▸ What this task involves
Set down, word for word, the part of the report on Bangladesh's economic growth below that begins at "A V-shaped recovery is" and stops after "fiscal year 2019.".

▸ Source document
++++++

With lingering pandemic in the backdrop, the Bangladesh Bank targets an ambitious 8.2% economic growth for the current fiscal year, accompanied by a V-shaped recovery.
"The successful and timely implementation of the stimulus packages" will help the economy rebound strongly, the central bank said in the 2019-20 annual report published yesterday.
A V-shaped recovery is characterised by a quick and sustained recovery in measures of economic performance after a sharp economic decline.
The Bangladesh economy was expanding at an accelerated growth supported by broad-based economic activities until February last year, according to the report. The country achieved a record 8.15% growth, the highest in the Asia-Pacific region, in the fiscal year 2019.
But economies around the globe ground to a halt by March 2020 and the confirmation of local cases of infection hindered the goal of achieving the GDP growth of 8.2% in fiscal year 2020. According to the provisional estimate by BBS, Bangladesh's real GDP growth of the fiscal year was recorded at 5.2%.
The subdued growth was still the highest in the South Asian region.
Earlier in October last year, the World Bank forecast U-shaped recovery for Bangladesh, saying that it would be realised if the government spent proactively and could tap international resources.
U-shaped recoveries happen when a recession occurs and the economy does not immediately bounce back but tumbles along the bottom for a few quarters.
BB's projection of this fiscal year goes in line with the current economic indicators. For example, energy consumption, a key parameter linked to economic growth, crossed the pre-pandemic level.

++++++

▸ Dataset extract

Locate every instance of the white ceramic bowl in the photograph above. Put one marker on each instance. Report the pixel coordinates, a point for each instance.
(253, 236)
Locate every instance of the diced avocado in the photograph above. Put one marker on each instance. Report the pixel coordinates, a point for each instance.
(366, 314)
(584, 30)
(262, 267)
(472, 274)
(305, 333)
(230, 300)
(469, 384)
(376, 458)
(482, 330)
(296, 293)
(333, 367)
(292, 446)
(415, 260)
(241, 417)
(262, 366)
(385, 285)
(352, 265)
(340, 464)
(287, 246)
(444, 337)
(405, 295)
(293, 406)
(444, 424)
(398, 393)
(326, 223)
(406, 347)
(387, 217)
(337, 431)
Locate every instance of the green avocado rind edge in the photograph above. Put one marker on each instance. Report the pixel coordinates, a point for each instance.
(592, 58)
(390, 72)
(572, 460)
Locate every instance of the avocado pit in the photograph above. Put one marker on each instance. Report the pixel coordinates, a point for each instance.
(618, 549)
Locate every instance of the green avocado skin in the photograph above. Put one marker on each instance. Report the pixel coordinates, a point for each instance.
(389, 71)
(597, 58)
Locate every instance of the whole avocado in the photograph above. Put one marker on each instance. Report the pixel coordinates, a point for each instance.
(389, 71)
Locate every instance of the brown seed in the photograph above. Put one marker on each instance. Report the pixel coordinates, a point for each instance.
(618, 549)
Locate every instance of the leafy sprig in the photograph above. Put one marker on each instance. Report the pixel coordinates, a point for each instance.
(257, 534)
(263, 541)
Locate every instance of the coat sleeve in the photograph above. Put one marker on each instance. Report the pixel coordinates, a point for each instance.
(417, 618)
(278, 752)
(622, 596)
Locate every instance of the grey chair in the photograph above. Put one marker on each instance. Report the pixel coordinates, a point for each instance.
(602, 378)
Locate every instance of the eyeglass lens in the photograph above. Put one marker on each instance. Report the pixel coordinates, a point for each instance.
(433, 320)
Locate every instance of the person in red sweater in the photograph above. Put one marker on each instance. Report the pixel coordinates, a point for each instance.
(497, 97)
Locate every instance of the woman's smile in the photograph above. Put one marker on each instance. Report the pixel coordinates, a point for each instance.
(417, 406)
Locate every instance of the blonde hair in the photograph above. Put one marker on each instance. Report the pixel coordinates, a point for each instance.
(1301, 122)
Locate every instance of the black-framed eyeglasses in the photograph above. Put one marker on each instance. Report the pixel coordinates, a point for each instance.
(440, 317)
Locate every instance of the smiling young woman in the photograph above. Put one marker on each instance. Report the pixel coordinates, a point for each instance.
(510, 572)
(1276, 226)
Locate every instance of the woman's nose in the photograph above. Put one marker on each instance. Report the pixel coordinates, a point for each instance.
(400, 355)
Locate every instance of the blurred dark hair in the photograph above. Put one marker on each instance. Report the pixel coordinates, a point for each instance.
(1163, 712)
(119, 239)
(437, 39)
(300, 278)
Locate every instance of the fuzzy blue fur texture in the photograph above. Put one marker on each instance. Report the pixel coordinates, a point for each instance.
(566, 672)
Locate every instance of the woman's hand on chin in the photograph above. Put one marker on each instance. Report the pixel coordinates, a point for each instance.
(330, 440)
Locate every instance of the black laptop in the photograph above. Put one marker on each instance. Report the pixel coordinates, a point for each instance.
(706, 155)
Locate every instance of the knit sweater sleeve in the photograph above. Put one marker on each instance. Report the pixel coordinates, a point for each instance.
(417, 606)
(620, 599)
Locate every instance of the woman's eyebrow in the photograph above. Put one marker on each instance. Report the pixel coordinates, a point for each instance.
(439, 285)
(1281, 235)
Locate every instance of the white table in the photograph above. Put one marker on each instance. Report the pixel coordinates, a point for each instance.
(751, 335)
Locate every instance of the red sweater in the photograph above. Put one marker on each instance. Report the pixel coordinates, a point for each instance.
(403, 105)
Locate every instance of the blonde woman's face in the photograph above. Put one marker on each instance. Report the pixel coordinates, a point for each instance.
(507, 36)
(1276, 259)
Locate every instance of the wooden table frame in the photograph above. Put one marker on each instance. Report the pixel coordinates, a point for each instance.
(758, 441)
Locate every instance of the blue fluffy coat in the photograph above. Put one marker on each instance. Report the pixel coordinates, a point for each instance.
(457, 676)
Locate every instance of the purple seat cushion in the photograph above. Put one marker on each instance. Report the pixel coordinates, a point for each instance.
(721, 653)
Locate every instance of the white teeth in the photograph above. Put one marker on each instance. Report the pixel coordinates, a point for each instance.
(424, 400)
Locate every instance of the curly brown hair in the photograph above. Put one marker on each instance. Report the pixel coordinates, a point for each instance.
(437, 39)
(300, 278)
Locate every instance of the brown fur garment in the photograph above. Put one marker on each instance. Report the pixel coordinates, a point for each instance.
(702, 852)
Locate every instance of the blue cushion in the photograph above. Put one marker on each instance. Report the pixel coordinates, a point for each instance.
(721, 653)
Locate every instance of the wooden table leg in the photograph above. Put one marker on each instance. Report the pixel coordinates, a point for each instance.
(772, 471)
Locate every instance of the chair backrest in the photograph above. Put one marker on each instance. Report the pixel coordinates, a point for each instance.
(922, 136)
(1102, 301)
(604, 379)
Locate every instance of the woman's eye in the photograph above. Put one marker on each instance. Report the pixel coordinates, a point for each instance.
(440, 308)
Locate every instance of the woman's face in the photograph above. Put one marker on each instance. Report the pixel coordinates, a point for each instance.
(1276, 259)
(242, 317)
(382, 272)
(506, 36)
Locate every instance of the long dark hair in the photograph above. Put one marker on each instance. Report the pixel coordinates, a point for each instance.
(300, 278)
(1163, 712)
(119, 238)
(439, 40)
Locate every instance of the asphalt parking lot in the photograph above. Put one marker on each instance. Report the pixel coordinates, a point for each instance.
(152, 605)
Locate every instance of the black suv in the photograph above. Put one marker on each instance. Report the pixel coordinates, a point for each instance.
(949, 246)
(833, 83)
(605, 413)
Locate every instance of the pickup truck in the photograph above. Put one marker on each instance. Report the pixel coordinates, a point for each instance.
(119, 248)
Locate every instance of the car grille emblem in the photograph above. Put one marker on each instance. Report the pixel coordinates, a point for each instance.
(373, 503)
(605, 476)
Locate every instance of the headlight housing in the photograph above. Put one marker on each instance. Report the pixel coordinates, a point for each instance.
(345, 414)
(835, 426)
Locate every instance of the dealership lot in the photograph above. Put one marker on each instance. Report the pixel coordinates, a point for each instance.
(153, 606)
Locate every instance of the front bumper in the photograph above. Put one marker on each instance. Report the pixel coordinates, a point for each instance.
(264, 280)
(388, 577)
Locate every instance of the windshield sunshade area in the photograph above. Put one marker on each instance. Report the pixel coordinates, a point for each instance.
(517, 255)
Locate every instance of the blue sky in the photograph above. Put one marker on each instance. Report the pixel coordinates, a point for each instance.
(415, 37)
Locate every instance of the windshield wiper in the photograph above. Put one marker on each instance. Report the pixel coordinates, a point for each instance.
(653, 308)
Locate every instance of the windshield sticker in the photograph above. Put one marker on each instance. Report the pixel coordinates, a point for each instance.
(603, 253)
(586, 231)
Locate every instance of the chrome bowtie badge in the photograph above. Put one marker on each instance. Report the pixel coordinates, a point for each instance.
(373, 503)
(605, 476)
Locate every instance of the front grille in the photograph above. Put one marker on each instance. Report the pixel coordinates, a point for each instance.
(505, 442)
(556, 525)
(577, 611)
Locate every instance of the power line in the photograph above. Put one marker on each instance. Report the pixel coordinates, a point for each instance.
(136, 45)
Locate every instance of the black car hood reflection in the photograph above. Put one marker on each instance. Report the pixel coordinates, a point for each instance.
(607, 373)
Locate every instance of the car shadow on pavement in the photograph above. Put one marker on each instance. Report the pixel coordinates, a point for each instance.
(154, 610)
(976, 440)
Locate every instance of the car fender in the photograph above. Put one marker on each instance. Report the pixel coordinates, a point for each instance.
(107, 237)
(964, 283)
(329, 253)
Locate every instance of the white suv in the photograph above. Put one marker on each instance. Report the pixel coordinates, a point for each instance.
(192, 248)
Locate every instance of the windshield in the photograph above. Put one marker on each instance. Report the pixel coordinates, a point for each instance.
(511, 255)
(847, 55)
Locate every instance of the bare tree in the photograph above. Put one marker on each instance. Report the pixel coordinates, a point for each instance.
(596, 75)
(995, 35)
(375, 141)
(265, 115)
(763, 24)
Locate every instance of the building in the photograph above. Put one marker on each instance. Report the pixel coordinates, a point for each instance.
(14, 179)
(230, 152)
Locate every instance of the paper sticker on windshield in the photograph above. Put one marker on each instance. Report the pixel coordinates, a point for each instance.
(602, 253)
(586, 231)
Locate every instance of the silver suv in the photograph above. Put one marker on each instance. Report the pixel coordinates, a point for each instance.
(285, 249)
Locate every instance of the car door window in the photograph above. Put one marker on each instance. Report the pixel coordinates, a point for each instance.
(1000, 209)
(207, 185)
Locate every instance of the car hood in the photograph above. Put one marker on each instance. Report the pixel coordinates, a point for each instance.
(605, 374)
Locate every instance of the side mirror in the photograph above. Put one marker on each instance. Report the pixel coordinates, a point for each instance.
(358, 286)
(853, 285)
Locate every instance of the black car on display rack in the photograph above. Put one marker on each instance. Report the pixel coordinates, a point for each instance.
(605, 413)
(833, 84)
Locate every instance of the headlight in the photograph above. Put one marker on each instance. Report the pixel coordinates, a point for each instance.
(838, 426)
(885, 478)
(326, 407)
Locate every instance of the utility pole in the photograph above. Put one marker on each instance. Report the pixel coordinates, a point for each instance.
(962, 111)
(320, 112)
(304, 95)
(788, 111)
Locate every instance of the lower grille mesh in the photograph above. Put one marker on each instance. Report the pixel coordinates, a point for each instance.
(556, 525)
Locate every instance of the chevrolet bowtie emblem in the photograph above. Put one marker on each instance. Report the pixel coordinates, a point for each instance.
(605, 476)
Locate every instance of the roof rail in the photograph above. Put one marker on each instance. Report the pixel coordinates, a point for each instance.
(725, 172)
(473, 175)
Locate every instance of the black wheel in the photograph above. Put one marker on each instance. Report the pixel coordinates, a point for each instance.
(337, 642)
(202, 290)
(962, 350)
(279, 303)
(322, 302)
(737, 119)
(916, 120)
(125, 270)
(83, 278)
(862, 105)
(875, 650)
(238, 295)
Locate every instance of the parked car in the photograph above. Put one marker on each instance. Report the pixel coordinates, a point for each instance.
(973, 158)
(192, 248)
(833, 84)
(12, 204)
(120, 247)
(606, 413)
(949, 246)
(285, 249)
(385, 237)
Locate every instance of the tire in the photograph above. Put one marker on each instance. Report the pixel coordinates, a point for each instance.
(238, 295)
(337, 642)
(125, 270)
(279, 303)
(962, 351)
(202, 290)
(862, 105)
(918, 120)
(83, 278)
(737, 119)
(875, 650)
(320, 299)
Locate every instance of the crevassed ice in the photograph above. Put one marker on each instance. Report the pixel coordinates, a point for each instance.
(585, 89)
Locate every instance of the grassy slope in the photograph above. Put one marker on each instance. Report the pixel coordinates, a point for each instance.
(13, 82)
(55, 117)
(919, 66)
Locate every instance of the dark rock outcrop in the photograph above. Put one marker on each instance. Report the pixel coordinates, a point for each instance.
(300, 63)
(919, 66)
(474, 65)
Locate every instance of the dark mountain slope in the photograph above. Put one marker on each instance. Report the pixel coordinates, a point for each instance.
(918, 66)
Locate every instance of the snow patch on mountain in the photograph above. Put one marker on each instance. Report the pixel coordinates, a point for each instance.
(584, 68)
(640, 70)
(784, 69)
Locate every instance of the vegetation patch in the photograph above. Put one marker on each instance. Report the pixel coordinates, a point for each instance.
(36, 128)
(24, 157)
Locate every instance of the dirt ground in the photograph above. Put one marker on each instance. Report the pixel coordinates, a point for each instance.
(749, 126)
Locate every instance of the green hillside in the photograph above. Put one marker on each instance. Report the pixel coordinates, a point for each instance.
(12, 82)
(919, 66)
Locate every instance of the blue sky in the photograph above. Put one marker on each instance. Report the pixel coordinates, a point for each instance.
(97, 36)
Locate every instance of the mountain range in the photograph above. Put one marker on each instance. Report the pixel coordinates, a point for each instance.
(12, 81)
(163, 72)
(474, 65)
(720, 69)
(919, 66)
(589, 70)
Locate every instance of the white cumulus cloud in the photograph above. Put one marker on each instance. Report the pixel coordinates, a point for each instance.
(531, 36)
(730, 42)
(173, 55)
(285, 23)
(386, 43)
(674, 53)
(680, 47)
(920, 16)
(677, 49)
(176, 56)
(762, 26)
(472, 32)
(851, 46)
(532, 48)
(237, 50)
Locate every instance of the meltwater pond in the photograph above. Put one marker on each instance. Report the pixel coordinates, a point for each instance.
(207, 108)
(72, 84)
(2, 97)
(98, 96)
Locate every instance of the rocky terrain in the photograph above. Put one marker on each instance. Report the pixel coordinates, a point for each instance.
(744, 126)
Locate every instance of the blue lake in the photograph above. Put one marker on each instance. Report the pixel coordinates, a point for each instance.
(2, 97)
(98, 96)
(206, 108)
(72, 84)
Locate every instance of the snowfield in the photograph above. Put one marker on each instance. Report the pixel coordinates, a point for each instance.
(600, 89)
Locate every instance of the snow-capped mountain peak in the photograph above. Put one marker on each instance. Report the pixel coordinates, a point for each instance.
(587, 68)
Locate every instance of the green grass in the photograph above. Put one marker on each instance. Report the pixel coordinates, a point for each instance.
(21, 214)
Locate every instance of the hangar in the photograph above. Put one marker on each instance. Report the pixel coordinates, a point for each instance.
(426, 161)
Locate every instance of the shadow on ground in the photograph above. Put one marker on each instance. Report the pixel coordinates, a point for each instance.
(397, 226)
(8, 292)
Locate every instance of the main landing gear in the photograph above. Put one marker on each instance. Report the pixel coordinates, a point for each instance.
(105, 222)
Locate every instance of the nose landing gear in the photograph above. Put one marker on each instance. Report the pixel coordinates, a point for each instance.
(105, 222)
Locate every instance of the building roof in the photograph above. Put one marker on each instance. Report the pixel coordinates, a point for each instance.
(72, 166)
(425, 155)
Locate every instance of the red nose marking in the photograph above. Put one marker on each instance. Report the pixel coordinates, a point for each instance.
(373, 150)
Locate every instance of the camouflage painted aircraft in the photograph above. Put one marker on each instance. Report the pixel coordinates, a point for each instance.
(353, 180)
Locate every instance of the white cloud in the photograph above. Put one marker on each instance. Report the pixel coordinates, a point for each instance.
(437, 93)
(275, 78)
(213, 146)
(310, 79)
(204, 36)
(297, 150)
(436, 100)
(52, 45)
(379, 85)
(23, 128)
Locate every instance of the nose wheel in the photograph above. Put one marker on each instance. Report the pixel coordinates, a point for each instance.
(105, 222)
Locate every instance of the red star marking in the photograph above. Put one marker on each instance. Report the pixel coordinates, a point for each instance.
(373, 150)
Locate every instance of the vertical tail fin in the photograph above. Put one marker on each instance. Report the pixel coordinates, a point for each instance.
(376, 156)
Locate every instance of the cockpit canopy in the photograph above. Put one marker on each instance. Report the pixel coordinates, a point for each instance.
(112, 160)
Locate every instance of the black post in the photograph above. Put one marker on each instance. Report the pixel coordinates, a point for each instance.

++++++

▸ Finished task
A V-shaped recovery is characterised by a quick and sustained recovery in measures of economic performance after a sharp economic decline.
The Bangladesh economy was expanding at an accelerated growth supported by broad-based economic activities until February last year, according to the report. The country achieved a record 8.15% growth, the highest in the Asia-Pacific region, in the fiscal year 2019.